### [REQUEST]
The lines to be copied run from the one containing "cap. Return only the coordinates." to the end of the material below; reproduce them exactly, including both ends, and nothing more.

##### THE RECORDS

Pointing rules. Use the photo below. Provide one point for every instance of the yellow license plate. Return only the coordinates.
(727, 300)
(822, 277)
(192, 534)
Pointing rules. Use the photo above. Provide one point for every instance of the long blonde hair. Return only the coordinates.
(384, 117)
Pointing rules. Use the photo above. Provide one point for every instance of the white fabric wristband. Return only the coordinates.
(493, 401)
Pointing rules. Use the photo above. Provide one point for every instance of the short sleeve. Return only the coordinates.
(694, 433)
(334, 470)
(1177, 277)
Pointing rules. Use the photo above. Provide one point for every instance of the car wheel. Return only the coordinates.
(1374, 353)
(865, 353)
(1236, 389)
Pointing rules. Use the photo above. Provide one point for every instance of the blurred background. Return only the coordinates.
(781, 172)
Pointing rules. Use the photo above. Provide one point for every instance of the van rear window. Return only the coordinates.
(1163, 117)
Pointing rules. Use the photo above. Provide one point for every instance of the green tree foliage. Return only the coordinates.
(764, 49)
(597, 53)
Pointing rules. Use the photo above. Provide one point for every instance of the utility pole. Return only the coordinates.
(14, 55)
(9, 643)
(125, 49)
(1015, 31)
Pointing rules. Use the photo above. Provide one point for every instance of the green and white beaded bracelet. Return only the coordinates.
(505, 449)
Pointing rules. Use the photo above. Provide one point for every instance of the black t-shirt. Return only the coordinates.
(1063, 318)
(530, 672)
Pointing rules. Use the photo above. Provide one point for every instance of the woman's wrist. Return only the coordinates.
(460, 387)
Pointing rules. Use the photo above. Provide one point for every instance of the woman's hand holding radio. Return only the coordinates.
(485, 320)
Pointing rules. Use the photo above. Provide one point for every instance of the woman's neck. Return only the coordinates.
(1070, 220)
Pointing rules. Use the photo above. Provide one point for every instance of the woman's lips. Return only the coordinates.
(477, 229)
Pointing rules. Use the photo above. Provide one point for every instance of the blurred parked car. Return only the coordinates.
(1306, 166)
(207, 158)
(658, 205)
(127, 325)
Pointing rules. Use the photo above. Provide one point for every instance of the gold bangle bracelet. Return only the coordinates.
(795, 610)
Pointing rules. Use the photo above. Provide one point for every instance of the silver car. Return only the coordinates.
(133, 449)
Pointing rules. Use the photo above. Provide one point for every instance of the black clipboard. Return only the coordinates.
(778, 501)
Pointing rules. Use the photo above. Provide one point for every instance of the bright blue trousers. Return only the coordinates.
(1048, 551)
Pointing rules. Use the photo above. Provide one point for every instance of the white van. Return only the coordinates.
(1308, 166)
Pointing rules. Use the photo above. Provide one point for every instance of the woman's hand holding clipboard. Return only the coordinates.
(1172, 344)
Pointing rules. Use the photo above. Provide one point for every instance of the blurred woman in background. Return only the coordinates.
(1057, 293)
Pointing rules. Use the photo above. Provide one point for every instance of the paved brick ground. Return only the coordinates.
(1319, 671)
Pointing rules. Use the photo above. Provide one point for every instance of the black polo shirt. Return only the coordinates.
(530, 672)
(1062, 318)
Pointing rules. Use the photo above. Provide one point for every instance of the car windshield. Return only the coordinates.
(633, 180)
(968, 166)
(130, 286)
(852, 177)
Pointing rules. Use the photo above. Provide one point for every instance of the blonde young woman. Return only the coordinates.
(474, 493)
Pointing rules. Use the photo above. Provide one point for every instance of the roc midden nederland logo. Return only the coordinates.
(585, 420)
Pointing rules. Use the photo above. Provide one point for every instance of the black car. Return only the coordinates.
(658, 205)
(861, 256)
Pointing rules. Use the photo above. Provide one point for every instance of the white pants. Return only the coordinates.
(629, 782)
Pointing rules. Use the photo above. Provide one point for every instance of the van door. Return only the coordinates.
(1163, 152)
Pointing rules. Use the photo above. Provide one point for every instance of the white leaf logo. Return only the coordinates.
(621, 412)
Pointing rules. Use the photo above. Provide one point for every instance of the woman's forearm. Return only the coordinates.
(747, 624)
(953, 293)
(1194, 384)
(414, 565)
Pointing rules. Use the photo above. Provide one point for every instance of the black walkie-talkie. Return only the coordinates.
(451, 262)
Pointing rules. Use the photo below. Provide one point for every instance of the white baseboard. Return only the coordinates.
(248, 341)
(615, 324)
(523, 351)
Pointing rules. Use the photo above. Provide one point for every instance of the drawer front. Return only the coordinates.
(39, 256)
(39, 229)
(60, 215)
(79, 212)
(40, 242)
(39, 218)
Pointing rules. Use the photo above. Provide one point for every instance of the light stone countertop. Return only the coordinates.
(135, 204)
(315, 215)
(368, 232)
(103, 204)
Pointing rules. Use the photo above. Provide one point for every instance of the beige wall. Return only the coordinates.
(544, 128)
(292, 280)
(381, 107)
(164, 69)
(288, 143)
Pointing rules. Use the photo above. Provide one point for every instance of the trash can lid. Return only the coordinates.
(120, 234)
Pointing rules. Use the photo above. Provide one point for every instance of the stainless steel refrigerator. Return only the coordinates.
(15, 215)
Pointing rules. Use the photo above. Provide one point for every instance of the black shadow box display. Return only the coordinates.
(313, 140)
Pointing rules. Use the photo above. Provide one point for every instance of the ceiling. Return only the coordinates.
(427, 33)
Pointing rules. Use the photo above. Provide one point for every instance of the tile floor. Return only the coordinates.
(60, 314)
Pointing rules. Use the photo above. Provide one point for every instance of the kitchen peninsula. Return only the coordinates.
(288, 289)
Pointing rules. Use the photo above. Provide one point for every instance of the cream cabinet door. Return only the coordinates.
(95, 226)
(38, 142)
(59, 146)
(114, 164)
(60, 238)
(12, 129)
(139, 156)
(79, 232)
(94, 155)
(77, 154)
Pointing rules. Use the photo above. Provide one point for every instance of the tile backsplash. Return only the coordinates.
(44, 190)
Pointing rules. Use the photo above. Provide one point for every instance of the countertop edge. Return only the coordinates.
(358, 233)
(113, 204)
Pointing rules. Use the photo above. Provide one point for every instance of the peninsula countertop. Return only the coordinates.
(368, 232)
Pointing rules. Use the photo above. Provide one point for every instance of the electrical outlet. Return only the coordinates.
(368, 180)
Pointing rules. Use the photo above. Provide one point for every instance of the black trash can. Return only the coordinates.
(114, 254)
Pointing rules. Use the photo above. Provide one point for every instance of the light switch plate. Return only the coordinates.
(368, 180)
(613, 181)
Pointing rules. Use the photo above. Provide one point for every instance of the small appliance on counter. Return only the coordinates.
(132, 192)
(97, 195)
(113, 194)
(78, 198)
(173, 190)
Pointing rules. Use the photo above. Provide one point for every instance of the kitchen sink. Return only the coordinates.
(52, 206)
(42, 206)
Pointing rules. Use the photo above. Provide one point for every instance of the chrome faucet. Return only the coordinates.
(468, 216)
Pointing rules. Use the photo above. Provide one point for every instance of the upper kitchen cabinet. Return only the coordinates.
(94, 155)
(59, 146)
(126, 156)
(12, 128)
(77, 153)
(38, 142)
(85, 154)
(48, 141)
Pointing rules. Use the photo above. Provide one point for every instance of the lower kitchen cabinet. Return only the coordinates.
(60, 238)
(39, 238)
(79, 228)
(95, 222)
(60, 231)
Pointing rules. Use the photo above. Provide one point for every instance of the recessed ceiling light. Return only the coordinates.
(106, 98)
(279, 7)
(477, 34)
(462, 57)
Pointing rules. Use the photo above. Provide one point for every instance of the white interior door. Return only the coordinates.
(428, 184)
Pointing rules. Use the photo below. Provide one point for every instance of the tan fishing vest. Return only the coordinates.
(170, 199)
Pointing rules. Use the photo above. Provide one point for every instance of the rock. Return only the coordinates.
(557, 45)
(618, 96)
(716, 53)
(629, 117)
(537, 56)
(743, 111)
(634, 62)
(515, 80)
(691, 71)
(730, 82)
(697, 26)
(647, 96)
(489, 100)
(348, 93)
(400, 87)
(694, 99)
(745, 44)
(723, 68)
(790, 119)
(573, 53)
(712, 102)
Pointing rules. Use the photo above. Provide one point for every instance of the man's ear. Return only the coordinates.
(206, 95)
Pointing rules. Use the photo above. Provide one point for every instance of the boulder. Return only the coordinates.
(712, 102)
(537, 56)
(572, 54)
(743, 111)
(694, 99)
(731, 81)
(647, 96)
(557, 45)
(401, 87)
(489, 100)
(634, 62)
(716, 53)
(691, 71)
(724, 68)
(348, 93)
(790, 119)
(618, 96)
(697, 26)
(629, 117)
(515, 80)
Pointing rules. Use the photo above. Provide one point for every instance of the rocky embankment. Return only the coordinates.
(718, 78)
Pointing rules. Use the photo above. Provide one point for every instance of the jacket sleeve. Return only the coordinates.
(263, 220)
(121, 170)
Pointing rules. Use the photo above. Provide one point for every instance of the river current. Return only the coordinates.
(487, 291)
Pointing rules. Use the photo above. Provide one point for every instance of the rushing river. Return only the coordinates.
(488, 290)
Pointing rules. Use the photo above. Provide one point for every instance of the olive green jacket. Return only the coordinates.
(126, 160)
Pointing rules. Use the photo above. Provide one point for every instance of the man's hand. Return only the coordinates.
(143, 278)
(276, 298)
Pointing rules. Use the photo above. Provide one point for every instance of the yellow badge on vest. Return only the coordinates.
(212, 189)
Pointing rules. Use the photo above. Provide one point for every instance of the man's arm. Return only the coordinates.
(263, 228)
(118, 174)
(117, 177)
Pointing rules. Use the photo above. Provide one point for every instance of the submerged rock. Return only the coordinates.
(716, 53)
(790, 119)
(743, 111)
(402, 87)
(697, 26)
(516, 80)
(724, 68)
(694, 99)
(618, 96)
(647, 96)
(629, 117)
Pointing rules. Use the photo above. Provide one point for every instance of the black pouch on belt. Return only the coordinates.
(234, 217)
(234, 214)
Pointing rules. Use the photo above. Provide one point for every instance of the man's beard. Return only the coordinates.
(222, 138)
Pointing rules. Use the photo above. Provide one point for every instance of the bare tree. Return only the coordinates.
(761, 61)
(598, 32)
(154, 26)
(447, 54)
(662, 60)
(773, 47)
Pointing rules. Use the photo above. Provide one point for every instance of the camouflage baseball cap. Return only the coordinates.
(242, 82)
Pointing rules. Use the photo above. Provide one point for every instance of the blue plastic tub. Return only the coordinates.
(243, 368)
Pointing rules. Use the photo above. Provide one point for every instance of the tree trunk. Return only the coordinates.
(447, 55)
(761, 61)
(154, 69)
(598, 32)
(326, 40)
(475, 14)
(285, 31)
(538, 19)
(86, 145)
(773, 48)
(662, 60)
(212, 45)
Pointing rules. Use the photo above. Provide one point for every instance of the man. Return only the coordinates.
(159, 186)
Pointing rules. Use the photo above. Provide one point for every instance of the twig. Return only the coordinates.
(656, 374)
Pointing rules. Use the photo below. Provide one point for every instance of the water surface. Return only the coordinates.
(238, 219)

##########

### [EXERCISE RESULT]
Pointing rules. Use the photo above. Provide one point for every instance of the camouflage baseball cap. Return only the coordinates.
(242, 82)
Pointing rules. Use the photo above. Provide one point for every instance of the blue plastic tub. Return only the coordinates.
(243, 368)
Pointing rules. Use the photo above. Provide one point for every instance of the tree trunk. Return only the coordinates.
(447, 55)
(761, 61)
(154, 69)
(598, 32)
(326, 40)
(475, 14)
(285, 31)
(538, 19)
(86, 145)
(773, 48)
(662, 60)
(212, 45)
Pointing rules. Use the photo above. Provide one point for every instance of the man. Return only the coordinates.
(159, 186)
Pointing rules. Use the photo above. Provide one point for every instance of the twig. Return only the coordinates.
(656, 374)
Pointing rules. Use the photo below. Provide one point for every instance of the water surface. Return only the coordinates.
(238, 219)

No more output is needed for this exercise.